= Task prompt =
Write out, word for word, every line in the data below from the one containing "Looking at this interface screenshot, point out the pale" to the one containing "Looking at this interface screenshot, point out the pink", both of them included.
___ Exercise inputs
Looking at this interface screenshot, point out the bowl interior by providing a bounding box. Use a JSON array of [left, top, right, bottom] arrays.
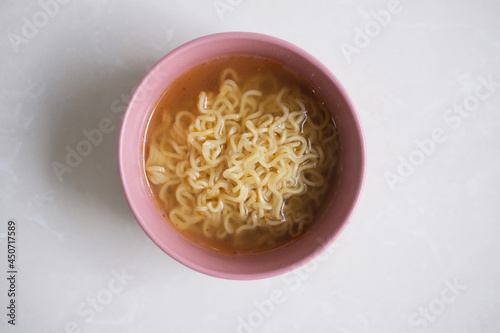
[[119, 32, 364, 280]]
______
___ Exercise inputs
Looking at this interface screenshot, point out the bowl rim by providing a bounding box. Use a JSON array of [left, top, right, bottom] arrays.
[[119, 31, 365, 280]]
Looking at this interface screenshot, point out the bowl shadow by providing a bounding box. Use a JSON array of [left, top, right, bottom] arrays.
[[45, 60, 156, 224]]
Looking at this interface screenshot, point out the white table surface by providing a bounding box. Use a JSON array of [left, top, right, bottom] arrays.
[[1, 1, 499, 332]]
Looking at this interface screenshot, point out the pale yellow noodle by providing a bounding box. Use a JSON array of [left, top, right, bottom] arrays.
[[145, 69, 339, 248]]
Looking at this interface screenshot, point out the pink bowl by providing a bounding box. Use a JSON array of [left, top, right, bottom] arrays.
______
___ Exercise inputs
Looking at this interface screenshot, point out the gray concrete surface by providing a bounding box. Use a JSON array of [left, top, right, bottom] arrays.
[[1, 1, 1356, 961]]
______
= Result of this exercise =
Looking at this interface screenshot, point out the pale yellow noodle by providing a bounding box. Use a JSON array of [left, top, right, bottom] arrays.
[[145, 69, 339, 248]]
Looking at this interface screenshot, point out the pink bowl by providing a bounding box. Use a JSON array of [left, top, right, bottom] arrays.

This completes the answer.